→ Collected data
──────────

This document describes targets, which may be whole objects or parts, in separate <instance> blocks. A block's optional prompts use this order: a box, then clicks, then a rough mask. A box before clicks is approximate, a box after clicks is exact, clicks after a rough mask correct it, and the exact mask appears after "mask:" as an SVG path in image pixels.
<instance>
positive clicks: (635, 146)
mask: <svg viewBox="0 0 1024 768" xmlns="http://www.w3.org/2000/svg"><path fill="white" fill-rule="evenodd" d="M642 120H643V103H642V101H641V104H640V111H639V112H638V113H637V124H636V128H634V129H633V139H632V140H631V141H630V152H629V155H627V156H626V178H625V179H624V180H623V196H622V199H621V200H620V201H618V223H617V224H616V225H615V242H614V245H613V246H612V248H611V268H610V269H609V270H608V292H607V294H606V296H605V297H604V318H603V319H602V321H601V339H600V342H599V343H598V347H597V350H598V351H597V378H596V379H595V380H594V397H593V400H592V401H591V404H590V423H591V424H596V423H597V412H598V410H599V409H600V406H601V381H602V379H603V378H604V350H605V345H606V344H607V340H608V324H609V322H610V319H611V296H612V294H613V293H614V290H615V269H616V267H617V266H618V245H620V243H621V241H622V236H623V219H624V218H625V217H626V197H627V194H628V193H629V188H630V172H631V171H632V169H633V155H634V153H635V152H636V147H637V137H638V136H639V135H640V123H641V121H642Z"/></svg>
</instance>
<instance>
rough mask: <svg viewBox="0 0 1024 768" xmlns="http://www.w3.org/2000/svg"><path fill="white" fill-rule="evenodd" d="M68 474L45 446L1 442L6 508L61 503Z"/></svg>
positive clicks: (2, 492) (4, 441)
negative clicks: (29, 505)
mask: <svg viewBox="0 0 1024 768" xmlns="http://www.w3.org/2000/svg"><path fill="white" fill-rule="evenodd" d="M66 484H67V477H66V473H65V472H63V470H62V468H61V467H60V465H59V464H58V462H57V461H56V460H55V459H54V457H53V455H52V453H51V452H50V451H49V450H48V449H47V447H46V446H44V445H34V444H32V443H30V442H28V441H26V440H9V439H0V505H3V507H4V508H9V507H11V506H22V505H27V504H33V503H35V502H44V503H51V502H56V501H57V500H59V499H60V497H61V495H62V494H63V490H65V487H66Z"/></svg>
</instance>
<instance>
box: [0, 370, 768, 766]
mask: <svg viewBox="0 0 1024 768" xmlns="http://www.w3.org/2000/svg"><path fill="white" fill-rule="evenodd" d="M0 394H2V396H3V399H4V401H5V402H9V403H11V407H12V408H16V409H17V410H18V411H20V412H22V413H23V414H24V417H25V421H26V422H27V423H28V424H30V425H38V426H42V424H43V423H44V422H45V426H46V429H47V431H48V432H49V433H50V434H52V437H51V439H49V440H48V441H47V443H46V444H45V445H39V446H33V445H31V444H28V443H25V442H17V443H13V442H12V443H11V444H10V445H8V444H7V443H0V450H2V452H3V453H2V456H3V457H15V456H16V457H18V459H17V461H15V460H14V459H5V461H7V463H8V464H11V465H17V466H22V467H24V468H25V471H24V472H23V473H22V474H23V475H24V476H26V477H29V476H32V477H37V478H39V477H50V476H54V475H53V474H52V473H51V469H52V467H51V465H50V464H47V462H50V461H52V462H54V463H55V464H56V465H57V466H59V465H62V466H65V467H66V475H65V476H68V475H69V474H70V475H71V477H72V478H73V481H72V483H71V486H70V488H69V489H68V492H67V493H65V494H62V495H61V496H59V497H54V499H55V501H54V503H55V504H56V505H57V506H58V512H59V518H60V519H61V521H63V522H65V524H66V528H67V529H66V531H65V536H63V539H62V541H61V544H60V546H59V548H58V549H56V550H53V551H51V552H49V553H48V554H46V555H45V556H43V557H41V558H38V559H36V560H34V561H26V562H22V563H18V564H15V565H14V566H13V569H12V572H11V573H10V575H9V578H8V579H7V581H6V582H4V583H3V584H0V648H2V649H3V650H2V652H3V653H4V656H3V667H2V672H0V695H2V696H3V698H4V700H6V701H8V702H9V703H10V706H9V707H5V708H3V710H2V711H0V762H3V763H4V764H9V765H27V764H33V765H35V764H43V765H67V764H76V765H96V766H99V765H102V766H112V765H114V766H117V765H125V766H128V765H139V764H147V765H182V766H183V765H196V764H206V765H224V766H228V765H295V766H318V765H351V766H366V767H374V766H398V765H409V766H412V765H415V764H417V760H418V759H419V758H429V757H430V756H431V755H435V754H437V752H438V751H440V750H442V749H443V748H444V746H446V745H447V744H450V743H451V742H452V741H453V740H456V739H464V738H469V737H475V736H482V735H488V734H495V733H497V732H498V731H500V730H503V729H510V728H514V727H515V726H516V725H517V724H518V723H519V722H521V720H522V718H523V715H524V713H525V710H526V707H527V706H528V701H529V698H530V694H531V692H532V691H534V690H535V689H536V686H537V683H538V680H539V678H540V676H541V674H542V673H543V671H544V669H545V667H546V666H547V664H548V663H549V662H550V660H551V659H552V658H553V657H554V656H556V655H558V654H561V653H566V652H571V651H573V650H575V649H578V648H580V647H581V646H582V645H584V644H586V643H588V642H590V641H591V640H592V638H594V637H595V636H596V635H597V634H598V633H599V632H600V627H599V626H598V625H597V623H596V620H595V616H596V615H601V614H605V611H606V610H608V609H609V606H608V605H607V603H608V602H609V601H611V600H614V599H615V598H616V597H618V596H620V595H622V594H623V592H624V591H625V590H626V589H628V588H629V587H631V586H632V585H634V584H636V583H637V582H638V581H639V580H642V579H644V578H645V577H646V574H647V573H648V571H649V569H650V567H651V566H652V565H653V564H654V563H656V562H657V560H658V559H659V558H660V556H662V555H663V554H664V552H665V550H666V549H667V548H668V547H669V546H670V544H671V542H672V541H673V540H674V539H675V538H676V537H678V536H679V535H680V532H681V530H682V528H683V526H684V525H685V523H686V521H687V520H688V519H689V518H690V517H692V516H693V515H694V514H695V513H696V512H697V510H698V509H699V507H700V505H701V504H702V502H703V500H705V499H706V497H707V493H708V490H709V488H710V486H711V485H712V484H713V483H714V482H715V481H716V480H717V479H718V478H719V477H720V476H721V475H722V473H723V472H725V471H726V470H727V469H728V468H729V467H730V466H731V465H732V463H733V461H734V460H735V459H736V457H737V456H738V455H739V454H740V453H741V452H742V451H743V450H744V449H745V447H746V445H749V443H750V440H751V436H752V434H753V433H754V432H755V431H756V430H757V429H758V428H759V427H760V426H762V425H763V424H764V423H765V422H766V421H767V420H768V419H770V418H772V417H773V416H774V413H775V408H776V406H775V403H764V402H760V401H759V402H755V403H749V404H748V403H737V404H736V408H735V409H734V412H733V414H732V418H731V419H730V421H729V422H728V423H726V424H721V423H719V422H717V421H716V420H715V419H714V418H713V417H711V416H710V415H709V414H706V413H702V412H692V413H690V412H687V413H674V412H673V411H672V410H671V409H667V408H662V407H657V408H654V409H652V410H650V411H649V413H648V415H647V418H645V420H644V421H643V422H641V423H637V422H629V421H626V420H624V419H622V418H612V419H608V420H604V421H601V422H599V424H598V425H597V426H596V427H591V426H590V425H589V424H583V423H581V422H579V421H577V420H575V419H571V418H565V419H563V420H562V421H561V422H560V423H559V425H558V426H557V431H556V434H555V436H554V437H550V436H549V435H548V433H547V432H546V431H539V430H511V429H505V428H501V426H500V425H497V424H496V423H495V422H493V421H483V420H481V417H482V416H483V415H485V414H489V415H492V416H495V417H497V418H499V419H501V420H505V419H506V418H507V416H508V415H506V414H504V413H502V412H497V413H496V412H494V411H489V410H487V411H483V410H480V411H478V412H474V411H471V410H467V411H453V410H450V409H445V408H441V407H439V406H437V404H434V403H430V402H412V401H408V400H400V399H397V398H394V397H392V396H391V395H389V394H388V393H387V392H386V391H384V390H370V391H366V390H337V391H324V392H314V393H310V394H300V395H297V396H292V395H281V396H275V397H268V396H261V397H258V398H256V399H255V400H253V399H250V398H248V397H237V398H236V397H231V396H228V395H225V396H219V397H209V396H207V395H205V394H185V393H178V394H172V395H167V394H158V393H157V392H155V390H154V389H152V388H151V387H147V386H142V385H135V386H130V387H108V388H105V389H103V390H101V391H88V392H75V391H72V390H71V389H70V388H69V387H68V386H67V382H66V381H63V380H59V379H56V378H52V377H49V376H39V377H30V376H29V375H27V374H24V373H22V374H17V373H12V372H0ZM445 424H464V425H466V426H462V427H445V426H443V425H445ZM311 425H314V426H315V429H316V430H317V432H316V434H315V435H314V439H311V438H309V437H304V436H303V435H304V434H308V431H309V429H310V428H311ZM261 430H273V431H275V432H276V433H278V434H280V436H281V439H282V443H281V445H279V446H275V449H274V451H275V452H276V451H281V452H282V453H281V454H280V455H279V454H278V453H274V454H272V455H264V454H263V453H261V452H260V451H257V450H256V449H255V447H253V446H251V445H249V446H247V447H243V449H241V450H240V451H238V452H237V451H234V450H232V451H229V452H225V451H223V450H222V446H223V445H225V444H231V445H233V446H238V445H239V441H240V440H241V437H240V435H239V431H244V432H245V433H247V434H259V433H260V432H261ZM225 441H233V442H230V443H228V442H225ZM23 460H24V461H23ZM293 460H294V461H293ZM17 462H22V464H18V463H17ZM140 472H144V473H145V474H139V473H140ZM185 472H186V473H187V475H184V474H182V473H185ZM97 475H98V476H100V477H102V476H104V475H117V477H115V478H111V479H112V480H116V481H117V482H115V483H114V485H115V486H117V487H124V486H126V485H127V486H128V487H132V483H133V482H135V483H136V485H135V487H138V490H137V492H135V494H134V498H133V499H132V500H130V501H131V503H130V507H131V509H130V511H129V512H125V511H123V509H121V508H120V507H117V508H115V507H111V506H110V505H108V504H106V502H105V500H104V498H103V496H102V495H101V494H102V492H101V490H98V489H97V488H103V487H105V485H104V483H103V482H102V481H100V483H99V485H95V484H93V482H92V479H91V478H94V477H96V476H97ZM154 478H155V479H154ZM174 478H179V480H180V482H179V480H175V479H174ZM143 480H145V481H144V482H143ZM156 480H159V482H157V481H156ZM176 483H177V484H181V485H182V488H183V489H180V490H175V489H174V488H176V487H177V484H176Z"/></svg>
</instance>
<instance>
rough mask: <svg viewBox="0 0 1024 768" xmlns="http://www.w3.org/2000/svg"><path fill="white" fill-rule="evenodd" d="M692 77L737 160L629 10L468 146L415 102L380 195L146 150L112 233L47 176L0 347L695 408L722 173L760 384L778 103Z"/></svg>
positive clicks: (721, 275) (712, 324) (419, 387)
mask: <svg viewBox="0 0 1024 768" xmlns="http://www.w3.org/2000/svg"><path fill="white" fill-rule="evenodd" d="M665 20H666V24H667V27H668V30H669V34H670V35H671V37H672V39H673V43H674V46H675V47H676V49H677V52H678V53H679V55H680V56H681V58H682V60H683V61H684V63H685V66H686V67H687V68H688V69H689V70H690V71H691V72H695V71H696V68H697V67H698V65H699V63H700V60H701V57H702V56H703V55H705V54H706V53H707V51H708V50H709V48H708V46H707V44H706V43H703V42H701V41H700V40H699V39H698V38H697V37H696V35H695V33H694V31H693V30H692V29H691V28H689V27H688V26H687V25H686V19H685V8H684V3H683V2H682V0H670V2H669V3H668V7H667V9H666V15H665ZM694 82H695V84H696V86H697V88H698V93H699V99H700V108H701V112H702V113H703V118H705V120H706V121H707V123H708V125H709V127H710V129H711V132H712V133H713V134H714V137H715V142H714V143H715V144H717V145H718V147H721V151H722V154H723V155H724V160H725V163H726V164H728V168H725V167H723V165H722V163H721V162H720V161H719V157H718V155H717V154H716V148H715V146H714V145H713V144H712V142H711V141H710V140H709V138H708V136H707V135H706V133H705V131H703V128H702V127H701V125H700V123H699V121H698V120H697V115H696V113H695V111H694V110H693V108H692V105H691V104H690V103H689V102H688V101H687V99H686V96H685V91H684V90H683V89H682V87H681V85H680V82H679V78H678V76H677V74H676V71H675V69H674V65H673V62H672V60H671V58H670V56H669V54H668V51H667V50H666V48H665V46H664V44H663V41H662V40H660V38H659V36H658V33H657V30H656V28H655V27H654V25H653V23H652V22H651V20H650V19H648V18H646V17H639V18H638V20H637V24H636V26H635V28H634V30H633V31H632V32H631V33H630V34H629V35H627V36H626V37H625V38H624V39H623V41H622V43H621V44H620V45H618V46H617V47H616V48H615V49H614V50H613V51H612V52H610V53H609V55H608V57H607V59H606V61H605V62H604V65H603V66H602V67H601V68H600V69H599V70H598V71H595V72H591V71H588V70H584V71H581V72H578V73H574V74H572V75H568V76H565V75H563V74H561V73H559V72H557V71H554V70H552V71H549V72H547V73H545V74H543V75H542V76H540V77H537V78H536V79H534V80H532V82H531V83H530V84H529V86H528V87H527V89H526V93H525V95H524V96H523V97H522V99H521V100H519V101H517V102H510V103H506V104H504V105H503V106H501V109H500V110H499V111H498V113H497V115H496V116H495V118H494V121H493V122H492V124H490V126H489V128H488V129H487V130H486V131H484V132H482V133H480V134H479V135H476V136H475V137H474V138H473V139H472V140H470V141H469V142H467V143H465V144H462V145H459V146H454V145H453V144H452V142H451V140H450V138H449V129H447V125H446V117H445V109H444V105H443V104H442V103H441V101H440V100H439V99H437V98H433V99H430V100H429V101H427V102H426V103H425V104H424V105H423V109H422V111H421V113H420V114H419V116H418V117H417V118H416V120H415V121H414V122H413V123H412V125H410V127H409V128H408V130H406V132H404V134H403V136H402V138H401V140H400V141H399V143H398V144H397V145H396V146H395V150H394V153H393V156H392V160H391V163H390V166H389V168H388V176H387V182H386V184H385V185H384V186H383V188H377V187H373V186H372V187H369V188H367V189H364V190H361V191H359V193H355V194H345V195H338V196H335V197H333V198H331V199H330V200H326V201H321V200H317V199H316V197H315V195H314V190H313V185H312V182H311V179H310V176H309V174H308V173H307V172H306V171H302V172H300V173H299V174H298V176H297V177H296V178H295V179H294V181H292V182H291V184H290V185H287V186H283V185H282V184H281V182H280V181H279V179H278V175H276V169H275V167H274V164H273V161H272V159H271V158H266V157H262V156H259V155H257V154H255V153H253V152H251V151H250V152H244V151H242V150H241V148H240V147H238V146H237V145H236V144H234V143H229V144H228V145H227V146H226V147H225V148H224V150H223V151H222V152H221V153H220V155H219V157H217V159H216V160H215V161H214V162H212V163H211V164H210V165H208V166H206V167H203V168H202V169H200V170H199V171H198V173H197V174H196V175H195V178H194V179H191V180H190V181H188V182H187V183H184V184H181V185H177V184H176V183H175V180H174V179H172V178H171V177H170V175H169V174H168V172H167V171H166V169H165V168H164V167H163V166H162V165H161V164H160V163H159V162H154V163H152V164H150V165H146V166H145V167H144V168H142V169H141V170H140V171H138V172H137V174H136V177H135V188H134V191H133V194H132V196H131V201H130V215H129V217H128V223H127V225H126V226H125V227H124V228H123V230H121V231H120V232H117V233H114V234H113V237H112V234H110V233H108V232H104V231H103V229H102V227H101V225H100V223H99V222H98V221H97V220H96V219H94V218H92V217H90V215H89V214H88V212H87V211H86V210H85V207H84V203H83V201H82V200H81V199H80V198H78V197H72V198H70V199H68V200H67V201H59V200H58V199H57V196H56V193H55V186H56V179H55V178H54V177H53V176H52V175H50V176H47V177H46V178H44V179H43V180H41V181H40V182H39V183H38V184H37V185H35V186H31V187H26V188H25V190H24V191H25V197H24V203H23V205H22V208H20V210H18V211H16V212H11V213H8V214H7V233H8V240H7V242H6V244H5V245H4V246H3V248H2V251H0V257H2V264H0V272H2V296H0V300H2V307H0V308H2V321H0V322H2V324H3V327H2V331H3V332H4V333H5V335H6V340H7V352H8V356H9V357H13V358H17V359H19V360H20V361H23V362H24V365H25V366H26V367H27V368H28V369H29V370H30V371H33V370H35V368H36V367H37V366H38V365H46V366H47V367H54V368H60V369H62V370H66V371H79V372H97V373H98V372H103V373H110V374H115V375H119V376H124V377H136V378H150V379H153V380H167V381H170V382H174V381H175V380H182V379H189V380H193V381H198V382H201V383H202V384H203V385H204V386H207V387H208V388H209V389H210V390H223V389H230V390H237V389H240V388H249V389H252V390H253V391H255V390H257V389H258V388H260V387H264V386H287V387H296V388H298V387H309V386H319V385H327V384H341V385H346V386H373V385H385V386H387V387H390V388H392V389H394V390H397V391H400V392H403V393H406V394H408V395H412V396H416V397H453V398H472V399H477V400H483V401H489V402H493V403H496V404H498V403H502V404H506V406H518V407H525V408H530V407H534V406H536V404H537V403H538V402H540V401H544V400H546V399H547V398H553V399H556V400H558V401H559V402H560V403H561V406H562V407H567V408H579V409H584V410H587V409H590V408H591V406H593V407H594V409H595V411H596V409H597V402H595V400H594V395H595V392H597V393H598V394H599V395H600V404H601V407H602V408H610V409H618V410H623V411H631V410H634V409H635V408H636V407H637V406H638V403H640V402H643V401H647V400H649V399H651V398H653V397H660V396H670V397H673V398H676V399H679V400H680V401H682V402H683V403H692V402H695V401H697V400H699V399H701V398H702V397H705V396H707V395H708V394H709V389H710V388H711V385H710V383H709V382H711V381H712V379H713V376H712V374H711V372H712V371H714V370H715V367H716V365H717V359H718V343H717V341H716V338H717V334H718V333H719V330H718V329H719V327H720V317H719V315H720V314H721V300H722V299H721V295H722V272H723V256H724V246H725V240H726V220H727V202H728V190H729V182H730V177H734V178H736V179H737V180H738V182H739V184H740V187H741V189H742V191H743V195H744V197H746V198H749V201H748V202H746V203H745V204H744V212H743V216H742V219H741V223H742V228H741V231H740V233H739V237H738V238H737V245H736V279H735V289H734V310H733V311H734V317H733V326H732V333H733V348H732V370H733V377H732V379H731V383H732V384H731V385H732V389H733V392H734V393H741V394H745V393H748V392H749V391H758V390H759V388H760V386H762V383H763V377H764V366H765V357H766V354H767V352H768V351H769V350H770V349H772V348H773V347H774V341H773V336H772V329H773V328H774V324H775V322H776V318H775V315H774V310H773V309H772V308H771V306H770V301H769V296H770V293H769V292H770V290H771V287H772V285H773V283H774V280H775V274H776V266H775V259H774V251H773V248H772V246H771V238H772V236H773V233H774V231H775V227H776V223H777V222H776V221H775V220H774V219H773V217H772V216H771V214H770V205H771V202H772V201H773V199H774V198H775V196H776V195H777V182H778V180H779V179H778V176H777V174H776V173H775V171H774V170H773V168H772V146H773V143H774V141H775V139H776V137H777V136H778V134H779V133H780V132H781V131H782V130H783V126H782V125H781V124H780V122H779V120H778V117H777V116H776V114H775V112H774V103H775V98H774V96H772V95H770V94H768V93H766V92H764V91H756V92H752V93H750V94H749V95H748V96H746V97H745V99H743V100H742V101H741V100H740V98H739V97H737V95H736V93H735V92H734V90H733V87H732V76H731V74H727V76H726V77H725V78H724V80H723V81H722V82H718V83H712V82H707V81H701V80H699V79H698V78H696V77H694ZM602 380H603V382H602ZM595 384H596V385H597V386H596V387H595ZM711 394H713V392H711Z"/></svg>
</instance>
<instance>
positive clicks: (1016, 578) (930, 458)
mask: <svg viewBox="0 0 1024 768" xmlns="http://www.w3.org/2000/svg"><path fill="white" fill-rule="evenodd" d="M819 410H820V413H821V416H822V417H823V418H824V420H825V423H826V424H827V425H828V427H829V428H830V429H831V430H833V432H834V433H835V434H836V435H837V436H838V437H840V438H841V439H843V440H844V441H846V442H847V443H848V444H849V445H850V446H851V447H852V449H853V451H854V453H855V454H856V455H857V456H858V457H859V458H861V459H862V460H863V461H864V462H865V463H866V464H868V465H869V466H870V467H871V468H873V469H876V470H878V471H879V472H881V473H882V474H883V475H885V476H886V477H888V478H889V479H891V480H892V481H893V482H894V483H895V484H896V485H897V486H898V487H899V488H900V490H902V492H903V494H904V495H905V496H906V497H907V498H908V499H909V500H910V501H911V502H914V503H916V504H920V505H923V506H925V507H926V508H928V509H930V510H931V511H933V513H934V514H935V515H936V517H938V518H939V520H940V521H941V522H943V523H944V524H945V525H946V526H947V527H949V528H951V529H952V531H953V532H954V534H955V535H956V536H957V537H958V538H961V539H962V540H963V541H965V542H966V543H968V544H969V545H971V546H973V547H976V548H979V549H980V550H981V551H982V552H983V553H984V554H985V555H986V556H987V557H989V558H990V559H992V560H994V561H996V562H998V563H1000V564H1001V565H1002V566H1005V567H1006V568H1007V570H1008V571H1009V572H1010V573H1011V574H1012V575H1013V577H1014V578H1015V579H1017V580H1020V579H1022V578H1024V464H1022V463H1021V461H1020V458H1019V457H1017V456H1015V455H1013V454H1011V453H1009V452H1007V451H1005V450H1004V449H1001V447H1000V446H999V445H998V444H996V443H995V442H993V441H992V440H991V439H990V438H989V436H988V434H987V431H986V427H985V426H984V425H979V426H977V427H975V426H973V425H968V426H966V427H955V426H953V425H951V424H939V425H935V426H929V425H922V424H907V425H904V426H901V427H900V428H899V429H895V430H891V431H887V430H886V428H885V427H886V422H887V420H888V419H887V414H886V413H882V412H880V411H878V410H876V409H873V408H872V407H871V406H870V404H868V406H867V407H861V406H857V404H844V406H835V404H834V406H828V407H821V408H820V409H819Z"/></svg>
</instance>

──────────

→ Instructions for the task
Search the entries for the word "positive" and copy every line that has it.

→ Task result
positive clicks: (635, 146)
positive clicks: (2, 492) (4, 441)
positive clicks: (721, 275) (712, 324) (419, 387)
positive clicks: (1016, 578) (930, 458)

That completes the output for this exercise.